_WORK TO BE COMPLETED_
Return the whole passage about the retirement plan fee changes, word for word.

_EXERCISE PASSAGE_
########################################

Principals relationship manager, Daniel (Principal), told the committee the changes are administrative rather than benefit changes: they will move the defined‑benefit plan into lower‑cost share classes and disclose fees as a full-plan asset deduction so the statement of investment returns will not be offset by revenue‑sharing fees. Daniel said the total cost for record keeping, investment advisory and actuarial services is about $73,000 today and that the change will leave that dollar amount in the plan but change how it appears on participant statements.

"What we're doing is we're just doing a shift from it," Daniel said. "That 73,000 will remain the same. It will just be a fully deducted fee out of plan assets." He added the change is intended to let the city and plan administrators show the plan's true investment return without investment fees coming out of the performance line.

On the money‑purchase (defined contribution) plan, Principal recommended replacing the plan's existing money‑market and guaranteed‑interest account options with Principals fixed‑income guaranteed option (GIC). Daniel said the GIC currently yields about 4.7%, resets every six months and will drop to roughly 4.65% at the next reset in January. He told the committee the GIC is more flexible for participants than the plan's current guaranteed‑interest account, which functions like a two‑year CD and prevents transfers during the GIC period.

Principal also said the record‑keeping fee for the money‑purchase plan is currently 0.37% on roughly $10 million of assets (about $37,000 a year) and that the changes would reduce that fee by roughly 10 basis points (about $10,000 in annual plan‑level savings), while giving participants a higher short‑term yield option.

########################################

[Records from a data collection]
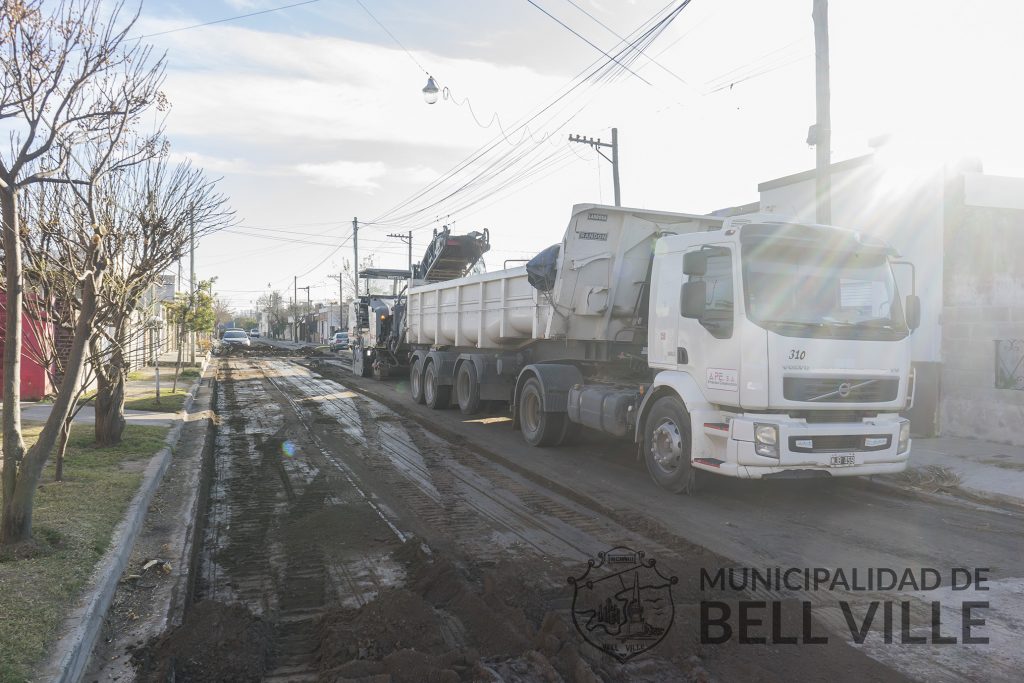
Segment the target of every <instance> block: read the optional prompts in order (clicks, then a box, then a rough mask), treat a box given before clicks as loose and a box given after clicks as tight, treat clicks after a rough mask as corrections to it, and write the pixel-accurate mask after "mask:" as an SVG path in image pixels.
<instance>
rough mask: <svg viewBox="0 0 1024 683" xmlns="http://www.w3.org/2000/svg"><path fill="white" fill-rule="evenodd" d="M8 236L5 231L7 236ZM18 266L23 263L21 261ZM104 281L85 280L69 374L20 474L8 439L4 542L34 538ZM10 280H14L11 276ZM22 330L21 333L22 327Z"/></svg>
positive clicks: (4, 447)
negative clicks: (41, 488)
mask: <svg viewBox="0 0 1024 683" xmlns="http://www.w3.org/2000/svg"><path fill="white" fill-rule="evenodd" d="M6 237H7V236H6V231H5V239H6ZM96 249H101V246H97V247H96ZM10 253H11V252H10V250H5V256H6V257H8V258H9V256H10ZM91 260H92V262H93V263H94V262H95V254H93V258H92V259H91ZM8 264H9V263H8ZM18 265H20V264H19V263H18ZM8 272H9V271H8ZM101 280H102V274H101V273H96V274H94V275H92V276H88V278H86V279H85V281H84V282H83V283H82V308H81V310H80V312H79V318H78V322H77V323H76V325H75V336H74V338H73V340H72V344H71V350H70V352H69V354H68V370H67V372H66V373H65V378H63V381H62V382H61V383H60V388H59V389H58V390H57V397H56V400H54V401H53V408H52V410H51V411H50V415H49V417H48V418H47V419H46V424H45V425H43V429H42V431H41V432H40V433H39V438H38V439H37V440H36V442H35V443H34V444H33V445H32V447H31V449H29V451H28V452H27V453H26V454H25V457H24V458H23V460H22V467H20V468H19V469H18V470H17V473H16V476H15V475H14V472H13V468H12V467H8V466H7V465H6V463H7V462H8V461H7V460H6V457H7V447H8V443H7V440H6V438H5V439H4V457H5V460H4V462H5V466H4V470H3V478H4V509H3V519H2V520H0V545H2V544H13V543H18V542H20V541H28V540H29V539H31V538H32V505H33V501H34V500H35V498H36V487H37V486H38V485H39V479H40V478H41V477H42V474H43V468H44V467H45V466H46V460H47V459H48V458H49V456H50V454H51V453H53V447H54V445H55V444H56V441H57V437H58V435H59V433H60V430H61V428H62V426H63V423H65V421H66V420H67V419H68V416H69V415H70V414H71V413H72V410H73V409H74V404H73V403H74V401H75V399H76V397H77V395H78V392H77V391H76V389H77V387H78V384H79V382H80V381H81V378H82V371H83V369H84V367H85V348H86V345H87V344H88V343H89V340H90V339H91V337H92V332H93V331H92V326H93V323H94V321H95V317H96V308H97V298H98V296H97V290H98V288H99V286H100V282H101ZM7 282H8V283H10V282H11V281H10V279H9V278H8V281H7ZM18 282H19V281H18ZM18 303H20V301H18ZM9 310H10V309H8V311H9ZM9 325H10V322H9V319H8V327H9ZM18 332H20V330H19V329H18ZM7 360H8V358H7V349H6V348H5V353H4V370H5V372H6V371H7ZM4 385H5V386H4V389H5V391H6V390H7V389H8V388H9V384H8V377H7V376H5V377H4ZM4 398H5V399H6V398H7V396H4ZM9 414H10V411H7V410H6V405H5V407H4V427H5V428H6V427H7V423H8V419H9V418H8V415H9ZM19 426H20V425H18V427H19ZM15 434H16V436H17V437H18V440H20V429H18V430H17V431H16V432H15ZM5 436H6V434H5ZM8 477H10V478H11V479H13V481H11V482H10V483H8ZM8 485H10V486H11V488H12V492H11V495H9V496H8V495H7V486H8Z"/></svg>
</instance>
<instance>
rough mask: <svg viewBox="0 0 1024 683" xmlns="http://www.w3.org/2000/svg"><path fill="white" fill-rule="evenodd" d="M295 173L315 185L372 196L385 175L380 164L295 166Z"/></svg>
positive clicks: (371, 163)
mask: <svg viewBox="0 0 1024 683" xmlns="http://www.w3.org/2000/svg"><path fill="white" fill-rule="evenodd" d="M293 168H294V170H295V171H297V172H298V173H300V174H301V175H304V176H306V177H307V178H309V179H310V180H312V181H313V182H315V183H316V184H321V185H328V186H330V187H340V188H343V189H354V190H356V191H360V193H366V194H368V195H369V194H372V193H373V191H374V190H375V189H380V183H379V182H377V180H378V179H380V178H382V177H384V175H385V174H387V166H386V165H385V164H384V163H382V162H351V161H333V162H328V163H325V164H297V165H296V166H294V167H293Z"/></svg>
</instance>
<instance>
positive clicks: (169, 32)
mask: <svg viewBox="0 0 1024 683" xmlns="http://www.w3.org/2000/svg"><path fill="white" fill-rule="evenodd" d="M314 2H319V0H304V1H303V2H295V3H292V4H290V5H281V6H280V7H269V8H267V9H260V10H259V11H255V12H249V13H248V14H237V15H234V16H226V17H224V18H222V19H213V20H212V22H203V23H202V24H194V25H191V26H183V27H179V28H177V29H170V30H168V31H160V32H159V33H147V34H145V35H143V36H135V37H134V38H129V39H128V40H142V39H143V38H156V37H157V36H166V35H168V34H171V33H178V32H179V31H190V30H191V29H202V28H203V27H205V26H213V25H214V24H224V23H225V22H237V20H239V19H244V18H249V17H250V16H256V15H258V14H268V13H270V12H276V11H281V10H282V9H291V8H292V7H301V6H302V5H311V4H312V3H314ZM356 2H358V0H356ZM360 4H361V3H360Z"/></svg>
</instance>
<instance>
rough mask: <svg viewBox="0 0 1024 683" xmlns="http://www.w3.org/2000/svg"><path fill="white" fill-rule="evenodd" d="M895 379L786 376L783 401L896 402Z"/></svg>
mask: <svg viewBox="0 0 1024 683" xmlns="http://www.w3.org/2000/svg"><path fill="white" fill-rule="evenodd" d="M897 393H899V380H898V379H864V378H841V377H825V378H818V377H813V378H811V377H785V378H783V379H782V396H784V397H785V399H786V400H801V401H811V402H813V401H820V402H823V403H825V402H827V403H880V402H884V401H888V400H895V399H896V394H897Z"/></svg>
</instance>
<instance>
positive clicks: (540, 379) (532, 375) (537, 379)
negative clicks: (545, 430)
mask: <svg viewBox="0 0 1024 683" xmlns="http://www.w3.org/2000/svg"><path fill="white" fill-rule="evenodd" d="M531 378H537V380H538V381H539V382H540V383H541V395H542V401H543V404H542V409H543V410H544V412H545V413H562V414H564V413H565V412H566V410H567V409H568V392H569V389H570V388H572V387H573V386H575V385H577V384H583V374H582V373H581V372H580V369H579V368H577V367H575V366H570V365H567V364H560V362H550V364H548V362H539V364H536V365H530V366H526V367H525V368H523V369H522V370H521V371H520V372H519V378H518V379H517V380H516V384H515V393H514V394H513V395H512V426H513V427H515V428H517V427H519V410H518V404H519V394H520V393H521V392H522V388H523V385H525V384H526V382H527V381H528V380H529V379H531Z"/></svg>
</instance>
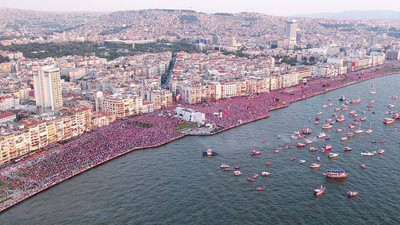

########################################

_RESPONSE AREA_
Principals relationship manager, Daniel (Principal), told the committee the changes are administrative rather than benefit changes: they will move the defined‑benefit plan into lower‑cost share classes and disclose fees as a full-plan asset deduction so the statement of investment returns will not be offset by revenue‑sharing fees. Daniel said the total cost for record keeping, investment advisory and actuarial services is about $73,000 today and that the change will leave that dollar amount in the plan but change how it appears on participant statements.

"What we're doing is we're just doing a shift from it," Daniel said. "That 73,000 will remain the same. It will just be a fully deducted fee out of plan assets." He added the change is intended to let the city and plan administrators show the plan's true investment return without investment fees coming out of the performance line.

On the money‑purchase (defined contribution) plan, Principal recommended replacing the plan's existing money‑market and guaranteed‑interest account options with Principals fixed‑income guaranteed option (GIC). Daniel said the GIC currently yields about 4.7%, resets every six months and will drop to roughly 4.65% at the next reset in January. He told the committee the GIC is more flexible for participants than the plan's current guaranteed‑interest account, which functions like a two‑year CD and prevents transfers during the GIC period.

Principal also said the record‑keeping fee for the money‑purchase plan is currently 0.37% on roughly $10 million of assets (about $37,000 a year) and that the changes would reduce that fee by roughly 10 basis points (about $10,000 in annual plan‑level savings), while giving participants a higher short‑term yield option.